In the data below, find each line carrying the string "formation" and copy it out.

▶ _Given records_:
-------------------------
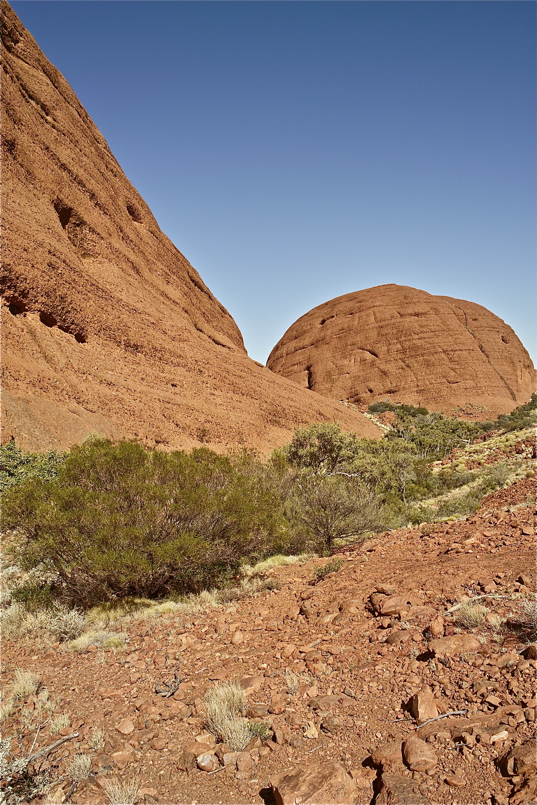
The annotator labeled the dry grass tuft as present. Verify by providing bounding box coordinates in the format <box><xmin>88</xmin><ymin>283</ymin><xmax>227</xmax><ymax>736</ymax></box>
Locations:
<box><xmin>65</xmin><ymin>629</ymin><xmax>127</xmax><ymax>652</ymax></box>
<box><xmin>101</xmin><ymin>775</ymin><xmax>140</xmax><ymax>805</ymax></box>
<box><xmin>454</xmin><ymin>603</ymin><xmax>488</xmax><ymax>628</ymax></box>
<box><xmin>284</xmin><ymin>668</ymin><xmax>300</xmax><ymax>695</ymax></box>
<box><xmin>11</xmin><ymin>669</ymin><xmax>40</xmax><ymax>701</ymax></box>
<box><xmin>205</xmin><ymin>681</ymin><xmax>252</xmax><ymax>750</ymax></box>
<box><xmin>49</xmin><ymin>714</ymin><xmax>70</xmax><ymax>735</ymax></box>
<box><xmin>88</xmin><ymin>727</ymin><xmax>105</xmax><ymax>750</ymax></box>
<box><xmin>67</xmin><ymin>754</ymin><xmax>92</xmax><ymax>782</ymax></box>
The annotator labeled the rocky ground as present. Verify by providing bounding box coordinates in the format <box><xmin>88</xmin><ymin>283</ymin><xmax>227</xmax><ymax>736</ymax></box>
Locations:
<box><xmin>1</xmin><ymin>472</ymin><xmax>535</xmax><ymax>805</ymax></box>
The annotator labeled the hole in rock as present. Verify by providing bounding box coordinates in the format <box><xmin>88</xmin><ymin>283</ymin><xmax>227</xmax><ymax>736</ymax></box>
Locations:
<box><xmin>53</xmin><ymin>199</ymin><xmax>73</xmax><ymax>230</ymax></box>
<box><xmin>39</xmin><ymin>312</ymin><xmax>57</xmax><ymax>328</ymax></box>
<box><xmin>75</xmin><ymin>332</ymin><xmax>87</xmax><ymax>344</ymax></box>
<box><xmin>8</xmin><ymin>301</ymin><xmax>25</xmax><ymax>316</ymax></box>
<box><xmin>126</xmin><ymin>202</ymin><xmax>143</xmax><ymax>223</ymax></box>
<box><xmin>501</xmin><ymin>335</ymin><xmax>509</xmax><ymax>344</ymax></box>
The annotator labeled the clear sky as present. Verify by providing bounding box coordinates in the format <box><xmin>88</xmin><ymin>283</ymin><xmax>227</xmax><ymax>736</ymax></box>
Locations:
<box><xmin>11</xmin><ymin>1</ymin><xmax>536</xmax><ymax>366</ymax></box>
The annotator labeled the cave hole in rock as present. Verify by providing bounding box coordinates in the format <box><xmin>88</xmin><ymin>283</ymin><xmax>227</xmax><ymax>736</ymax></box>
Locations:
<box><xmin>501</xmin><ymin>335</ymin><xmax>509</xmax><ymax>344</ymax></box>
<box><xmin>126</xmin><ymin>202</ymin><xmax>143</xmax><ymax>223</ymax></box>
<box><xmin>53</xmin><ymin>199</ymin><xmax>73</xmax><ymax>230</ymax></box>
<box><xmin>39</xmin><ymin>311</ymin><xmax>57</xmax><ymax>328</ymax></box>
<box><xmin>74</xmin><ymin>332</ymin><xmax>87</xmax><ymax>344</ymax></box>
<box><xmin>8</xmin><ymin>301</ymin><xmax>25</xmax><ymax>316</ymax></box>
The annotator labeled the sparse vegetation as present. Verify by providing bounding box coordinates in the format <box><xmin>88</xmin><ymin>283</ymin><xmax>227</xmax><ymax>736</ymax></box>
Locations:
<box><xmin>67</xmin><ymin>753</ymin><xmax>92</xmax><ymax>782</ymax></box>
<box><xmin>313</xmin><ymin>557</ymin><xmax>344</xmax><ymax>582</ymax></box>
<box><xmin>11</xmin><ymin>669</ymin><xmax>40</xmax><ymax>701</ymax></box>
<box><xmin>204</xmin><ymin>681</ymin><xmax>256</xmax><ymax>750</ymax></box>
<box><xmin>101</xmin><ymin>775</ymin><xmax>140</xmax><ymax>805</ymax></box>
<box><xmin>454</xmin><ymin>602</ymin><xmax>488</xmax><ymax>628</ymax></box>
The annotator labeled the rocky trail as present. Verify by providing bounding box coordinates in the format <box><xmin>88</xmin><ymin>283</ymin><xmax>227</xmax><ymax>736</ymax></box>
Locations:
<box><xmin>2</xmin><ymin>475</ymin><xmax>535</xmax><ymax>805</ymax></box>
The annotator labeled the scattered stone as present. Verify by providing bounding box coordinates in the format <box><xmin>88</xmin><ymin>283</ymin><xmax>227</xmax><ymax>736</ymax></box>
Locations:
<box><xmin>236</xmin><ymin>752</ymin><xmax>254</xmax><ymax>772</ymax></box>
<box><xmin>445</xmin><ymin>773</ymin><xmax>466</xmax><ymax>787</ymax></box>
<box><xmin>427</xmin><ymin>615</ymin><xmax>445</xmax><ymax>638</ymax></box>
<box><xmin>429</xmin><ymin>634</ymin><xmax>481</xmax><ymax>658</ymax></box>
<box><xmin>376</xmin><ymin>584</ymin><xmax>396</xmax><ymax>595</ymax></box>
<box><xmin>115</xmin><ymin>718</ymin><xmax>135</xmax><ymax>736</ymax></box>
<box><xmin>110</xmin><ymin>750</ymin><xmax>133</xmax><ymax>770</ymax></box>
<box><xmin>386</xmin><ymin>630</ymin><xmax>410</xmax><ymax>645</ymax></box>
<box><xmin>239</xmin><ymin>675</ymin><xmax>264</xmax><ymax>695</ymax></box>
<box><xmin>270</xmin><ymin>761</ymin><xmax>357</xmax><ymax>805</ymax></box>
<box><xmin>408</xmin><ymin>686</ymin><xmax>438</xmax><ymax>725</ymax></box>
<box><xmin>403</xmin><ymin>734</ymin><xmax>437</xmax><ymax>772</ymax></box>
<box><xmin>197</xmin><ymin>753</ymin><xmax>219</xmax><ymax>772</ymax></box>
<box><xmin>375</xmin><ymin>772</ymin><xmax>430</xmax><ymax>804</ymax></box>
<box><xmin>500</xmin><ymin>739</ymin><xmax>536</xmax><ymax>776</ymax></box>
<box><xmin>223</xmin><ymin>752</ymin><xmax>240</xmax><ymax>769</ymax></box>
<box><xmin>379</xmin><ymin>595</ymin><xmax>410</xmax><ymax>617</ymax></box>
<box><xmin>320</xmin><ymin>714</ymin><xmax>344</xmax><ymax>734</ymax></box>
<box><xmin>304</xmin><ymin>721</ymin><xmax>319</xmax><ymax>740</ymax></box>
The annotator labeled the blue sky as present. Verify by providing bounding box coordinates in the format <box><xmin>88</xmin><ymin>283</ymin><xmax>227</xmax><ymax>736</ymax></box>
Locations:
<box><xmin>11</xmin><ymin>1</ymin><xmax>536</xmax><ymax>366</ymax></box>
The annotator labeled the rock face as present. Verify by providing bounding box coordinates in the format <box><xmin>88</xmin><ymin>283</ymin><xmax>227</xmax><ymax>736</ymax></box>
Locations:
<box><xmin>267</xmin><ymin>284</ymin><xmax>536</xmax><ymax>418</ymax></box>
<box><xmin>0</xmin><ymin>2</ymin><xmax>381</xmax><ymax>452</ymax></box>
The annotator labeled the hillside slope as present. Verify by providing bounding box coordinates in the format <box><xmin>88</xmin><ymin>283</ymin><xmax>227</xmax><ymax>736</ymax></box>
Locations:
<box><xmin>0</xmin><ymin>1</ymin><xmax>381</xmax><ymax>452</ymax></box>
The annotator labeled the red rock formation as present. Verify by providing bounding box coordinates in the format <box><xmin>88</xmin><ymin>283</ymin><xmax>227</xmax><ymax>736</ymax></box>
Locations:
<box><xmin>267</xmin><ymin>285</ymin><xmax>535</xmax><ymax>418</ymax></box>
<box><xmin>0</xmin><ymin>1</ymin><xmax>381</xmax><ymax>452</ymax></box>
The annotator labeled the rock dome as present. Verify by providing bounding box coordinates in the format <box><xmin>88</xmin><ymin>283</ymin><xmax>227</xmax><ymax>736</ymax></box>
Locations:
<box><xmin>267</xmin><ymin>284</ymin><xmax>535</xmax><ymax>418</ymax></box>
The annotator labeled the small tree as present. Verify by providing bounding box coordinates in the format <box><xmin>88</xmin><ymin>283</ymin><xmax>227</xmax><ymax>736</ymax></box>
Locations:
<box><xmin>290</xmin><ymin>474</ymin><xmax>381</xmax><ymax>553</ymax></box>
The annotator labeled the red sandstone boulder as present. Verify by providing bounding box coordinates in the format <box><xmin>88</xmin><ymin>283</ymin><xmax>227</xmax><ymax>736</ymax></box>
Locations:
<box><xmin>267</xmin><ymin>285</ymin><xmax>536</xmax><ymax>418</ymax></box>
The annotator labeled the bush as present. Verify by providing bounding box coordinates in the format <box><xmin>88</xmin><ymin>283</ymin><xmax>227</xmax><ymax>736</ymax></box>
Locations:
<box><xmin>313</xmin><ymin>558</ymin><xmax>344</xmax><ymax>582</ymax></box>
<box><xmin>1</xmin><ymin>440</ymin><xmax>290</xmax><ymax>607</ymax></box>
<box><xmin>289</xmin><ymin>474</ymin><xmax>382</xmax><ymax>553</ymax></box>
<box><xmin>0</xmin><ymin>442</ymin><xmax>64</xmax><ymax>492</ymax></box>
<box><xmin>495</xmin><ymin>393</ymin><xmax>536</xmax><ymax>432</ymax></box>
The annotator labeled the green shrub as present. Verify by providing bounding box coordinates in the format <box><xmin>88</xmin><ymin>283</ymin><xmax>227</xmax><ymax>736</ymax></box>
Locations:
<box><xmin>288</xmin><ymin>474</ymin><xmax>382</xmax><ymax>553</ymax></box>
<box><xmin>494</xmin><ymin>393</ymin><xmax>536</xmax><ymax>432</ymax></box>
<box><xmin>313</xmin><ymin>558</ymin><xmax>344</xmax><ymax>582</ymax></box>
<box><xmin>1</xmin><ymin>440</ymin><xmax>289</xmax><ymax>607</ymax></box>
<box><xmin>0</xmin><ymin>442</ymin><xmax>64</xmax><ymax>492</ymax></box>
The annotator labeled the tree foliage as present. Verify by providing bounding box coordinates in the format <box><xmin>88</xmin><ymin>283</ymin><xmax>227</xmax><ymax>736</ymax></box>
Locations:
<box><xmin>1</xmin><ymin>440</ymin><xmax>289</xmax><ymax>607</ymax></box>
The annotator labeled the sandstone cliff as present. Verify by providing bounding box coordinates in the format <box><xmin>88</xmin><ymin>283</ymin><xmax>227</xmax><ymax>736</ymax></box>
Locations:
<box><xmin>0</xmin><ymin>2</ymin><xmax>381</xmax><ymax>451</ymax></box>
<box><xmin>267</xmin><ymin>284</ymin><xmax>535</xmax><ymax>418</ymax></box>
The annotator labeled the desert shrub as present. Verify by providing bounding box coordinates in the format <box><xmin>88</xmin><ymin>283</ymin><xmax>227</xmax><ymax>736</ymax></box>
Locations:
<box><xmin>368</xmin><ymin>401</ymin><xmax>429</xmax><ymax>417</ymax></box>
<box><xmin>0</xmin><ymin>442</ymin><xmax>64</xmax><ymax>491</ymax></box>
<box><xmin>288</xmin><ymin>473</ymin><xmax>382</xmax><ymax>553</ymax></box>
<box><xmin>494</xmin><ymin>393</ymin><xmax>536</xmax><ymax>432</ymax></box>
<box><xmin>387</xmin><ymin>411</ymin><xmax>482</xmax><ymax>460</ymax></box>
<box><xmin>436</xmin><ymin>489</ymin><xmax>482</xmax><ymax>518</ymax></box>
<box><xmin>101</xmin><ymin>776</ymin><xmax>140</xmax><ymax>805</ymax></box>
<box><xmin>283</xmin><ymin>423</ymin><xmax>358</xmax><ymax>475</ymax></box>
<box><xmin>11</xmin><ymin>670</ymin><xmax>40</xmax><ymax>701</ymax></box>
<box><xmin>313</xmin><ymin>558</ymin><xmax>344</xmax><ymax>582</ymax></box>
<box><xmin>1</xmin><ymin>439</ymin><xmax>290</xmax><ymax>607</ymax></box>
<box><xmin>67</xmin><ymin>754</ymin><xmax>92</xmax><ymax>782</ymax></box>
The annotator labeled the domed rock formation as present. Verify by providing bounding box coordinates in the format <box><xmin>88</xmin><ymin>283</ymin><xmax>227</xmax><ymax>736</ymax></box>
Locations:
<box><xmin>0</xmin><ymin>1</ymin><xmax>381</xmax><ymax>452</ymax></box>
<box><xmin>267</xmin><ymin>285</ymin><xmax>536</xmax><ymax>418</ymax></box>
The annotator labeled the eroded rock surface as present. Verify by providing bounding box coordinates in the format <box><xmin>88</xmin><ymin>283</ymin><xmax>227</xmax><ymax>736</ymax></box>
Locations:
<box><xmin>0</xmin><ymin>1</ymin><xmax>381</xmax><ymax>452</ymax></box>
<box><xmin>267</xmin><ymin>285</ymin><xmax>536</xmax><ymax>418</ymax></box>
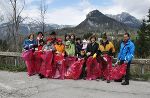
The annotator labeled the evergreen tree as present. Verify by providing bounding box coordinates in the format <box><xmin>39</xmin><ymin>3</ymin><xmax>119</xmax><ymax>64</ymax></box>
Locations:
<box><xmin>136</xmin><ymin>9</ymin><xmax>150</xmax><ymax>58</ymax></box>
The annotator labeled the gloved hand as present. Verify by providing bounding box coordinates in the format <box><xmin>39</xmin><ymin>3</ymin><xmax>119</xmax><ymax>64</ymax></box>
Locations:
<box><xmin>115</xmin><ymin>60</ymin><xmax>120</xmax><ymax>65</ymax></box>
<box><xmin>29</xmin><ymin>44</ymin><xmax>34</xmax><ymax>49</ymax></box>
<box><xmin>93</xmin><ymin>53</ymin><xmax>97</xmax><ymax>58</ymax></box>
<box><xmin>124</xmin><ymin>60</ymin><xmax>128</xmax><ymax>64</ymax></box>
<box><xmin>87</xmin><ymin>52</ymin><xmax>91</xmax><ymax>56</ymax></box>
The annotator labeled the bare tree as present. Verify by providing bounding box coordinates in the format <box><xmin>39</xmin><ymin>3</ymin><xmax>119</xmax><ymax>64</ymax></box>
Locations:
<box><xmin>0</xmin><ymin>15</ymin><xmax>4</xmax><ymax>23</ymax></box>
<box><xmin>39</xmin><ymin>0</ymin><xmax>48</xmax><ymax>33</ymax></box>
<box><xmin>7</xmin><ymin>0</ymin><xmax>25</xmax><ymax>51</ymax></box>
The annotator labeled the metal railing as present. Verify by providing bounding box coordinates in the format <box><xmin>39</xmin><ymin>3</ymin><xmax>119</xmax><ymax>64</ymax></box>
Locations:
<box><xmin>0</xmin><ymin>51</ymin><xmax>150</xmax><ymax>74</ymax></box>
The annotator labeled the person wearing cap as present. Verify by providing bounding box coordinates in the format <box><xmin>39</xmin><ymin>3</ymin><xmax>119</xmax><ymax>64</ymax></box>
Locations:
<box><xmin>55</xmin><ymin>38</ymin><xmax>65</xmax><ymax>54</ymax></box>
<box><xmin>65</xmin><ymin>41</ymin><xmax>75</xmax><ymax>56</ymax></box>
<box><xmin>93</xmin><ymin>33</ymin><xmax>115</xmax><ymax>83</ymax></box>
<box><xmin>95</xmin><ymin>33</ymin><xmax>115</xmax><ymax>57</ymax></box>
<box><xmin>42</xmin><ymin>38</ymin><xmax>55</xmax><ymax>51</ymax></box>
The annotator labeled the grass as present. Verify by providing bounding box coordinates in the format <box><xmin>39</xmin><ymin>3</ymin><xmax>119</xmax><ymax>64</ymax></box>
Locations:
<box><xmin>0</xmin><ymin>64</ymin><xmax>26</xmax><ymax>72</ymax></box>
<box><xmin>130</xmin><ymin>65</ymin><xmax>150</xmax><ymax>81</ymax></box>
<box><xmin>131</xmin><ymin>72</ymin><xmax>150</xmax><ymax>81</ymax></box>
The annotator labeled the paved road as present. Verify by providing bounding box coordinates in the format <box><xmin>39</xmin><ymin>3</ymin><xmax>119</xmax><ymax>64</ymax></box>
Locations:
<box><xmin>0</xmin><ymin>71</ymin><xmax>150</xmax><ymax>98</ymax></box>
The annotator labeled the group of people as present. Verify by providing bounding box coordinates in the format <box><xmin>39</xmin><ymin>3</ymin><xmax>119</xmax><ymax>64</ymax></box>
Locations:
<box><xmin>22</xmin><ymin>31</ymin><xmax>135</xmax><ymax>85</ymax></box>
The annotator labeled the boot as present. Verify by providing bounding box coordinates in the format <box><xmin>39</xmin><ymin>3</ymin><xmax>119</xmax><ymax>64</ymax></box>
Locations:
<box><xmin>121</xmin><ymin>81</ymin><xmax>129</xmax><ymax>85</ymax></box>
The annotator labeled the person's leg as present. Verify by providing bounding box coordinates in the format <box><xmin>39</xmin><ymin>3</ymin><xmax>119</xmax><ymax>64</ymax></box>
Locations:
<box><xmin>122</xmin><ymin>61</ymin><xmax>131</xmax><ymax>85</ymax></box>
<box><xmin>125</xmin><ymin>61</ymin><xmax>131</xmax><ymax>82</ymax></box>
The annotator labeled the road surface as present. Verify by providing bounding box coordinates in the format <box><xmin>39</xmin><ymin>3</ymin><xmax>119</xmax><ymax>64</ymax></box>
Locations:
-------------------------
▶ _Task solution_:
The annotator labeled the red rock formation as present. Verify by providing bounding box coordinates in the format <box><xmin>88</xmin><ymin>283</ymin><xmax>227</xmax><ymax>736</ymax></box>
The annotator labeled the domed rock formation as present. Verify by providing bounding box coordinates in the format <box><xmin>88</xmin><ymin>283</ymin><xmax>227</xmax><ymax>736</ymax></box>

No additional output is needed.